>>

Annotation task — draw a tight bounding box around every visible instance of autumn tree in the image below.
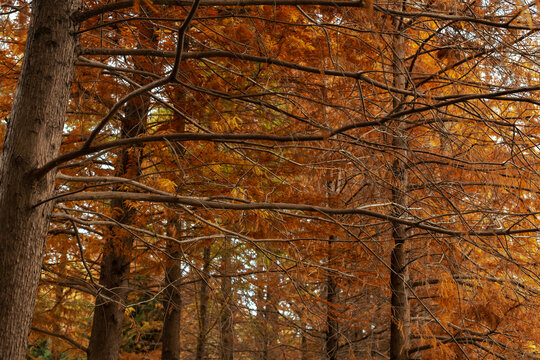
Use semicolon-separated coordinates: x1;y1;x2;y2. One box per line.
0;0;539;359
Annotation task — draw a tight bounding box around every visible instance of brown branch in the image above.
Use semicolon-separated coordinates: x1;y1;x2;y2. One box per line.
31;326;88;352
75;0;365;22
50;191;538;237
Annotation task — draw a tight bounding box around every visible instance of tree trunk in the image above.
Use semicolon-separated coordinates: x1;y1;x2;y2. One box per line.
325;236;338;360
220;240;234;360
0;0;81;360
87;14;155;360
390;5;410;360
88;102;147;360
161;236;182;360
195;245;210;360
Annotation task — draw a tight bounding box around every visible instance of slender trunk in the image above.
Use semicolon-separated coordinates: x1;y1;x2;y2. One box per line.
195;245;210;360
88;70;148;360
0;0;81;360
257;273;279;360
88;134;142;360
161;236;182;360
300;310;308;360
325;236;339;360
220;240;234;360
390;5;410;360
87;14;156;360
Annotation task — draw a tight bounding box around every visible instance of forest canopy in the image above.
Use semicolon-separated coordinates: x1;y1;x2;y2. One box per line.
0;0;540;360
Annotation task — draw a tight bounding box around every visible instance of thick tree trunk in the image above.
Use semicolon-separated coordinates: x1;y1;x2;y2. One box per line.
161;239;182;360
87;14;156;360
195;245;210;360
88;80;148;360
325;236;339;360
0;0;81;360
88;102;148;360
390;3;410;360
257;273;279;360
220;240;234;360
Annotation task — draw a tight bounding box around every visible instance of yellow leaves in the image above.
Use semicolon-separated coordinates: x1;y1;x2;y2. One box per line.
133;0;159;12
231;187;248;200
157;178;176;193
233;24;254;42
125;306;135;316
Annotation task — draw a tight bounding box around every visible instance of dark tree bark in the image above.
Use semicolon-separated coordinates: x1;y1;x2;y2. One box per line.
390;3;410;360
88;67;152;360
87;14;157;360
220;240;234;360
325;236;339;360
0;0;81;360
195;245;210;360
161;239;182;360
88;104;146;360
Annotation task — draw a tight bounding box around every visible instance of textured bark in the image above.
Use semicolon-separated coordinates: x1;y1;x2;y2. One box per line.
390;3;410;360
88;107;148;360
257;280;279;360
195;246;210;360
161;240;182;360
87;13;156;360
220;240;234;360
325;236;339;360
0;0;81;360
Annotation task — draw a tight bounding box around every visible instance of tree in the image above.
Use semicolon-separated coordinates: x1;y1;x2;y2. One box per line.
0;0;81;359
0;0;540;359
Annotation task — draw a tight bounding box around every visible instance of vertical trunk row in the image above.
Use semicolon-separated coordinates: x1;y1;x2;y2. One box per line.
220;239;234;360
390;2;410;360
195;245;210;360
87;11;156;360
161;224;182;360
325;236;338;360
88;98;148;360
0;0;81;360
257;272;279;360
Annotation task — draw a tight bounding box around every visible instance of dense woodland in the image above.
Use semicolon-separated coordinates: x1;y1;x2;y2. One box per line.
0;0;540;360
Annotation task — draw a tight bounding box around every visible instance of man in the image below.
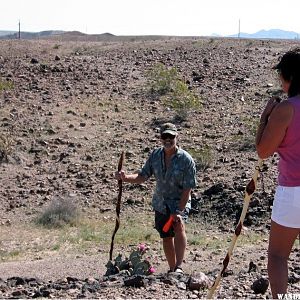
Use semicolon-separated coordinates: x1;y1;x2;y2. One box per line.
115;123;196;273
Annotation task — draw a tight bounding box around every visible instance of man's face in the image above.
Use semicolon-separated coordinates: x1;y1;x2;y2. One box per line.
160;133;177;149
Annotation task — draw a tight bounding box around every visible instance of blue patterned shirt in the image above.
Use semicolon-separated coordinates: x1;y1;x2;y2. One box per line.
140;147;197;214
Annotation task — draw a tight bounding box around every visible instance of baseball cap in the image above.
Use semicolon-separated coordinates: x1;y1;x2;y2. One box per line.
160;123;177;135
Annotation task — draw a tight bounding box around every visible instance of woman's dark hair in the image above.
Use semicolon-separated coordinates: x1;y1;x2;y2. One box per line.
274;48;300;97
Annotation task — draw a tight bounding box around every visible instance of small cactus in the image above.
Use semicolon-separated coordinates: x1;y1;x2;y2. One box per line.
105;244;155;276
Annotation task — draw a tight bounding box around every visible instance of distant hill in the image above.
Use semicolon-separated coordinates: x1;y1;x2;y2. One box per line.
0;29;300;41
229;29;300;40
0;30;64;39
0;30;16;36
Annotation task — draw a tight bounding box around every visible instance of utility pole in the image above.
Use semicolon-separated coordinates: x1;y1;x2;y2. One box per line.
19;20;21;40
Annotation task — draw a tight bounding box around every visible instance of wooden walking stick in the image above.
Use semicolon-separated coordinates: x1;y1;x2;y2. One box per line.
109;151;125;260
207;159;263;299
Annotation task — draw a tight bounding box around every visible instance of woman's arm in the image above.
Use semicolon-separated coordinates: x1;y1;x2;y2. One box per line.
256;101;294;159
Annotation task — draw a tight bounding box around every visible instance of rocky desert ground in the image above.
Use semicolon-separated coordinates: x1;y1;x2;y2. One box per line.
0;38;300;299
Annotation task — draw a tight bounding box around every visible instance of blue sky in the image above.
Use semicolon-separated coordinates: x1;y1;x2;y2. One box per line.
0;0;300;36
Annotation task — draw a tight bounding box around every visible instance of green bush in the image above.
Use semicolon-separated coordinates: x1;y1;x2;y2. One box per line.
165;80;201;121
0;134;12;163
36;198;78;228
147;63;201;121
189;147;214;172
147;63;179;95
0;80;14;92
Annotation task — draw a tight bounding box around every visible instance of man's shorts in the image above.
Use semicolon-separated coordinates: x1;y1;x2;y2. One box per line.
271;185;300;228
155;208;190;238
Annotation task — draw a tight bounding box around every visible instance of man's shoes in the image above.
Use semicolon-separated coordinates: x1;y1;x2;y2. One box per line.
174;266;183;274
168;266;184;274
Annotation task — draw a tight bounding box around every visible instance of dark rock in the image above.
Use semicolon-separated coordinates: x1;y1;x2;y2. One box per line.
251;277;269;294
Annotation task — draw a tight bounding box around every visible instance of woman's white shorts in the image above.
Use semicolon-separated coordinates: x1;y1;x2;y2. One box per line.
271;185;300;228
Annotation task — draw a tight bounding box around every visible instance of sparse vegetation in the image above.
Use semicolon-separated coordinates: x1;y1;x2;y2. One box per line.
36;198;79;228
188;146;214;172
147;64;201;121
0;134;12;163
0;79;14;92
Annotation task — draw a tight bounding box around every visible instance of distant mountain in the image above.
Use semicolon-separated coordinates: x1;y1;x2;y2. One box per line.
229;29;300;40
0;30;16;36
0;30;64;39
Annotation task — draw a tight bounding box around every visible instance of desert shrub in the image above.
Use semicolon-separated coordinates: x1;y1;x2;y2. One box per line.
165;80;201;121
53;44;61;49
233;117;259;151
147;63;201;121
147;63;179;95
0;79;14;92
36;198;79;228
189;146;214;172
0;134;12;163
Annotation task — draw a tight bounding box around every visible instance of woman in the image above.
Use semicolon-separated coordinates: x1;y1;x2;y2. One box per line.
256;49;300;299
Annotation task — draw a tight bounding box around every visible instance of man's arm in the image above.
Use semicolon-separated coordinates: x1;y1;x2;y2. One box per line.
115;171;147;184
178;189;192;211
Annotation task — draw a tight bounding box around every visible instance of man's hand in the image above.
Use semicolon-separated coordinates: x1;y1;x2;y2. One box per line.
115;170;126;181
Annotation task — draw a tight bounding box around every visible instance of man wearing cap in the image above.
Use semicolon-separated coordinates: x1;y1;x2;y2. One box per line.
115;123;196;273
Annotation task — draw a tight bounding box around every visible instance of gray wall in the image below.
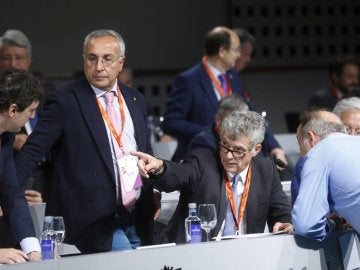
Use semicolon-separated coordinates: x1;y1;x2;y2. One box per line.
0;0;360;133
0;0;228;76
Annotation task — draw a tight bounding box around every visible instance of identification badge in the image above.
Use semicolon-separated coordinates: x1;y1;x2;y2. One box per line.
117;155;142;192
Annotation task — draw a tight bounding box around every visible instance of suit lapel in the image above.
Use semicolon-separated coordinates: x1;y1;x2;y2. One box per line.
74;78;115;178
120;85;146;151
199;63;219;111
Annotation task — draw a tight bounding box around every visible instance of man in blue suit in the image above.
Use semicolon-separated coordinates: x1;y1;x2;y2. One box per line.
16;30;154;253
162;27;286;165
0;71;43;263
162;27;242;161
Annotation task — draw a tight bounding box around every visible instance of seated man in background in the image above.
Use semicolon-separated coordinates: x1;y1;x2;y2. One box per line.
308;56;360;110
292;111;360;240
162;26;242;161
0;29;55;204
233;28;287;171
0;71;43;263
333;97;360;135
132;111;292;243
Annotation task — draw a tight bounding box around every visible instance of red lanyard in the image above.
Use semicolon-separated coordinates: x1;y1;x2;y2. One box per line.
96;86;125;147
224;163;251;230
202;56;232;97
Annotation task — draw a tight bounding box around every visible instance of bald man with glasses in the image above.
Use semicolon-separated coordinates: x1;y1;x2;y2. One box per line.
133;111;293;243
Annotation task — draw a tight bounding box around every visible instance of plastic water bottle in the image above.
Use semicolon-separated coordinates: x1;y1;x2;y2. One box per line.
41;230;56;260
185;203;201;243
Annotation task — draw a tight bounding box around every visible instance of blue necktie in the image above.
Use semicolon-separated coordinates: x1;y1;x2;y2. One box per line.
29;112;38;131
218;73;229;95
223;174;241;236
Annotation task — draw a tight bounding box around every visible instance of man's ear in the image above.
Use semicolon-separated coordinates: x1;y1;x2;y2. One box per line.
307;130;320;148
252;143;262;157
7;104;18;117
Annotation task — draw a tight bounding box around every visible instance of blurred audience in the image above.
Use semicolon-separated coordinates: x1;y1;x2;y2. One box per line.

<<

* **EXERCISE**: Collect every line of the records above that contains the word "trunk", copying each line in full.

* **TASK ANSWER**:
Annotation task — draw a tight bounding box around every visible instance of tree trunk in the image above.
Annotation task — draw a tight bounding box around every visible instance of slender trunk in the image above.
Annotation task — draw a tight bounding box around every visible instance of thick tree trunk in the image above.
Annotation task — draw a tight bounding box around every visible instance of vertical trunk row in the image above.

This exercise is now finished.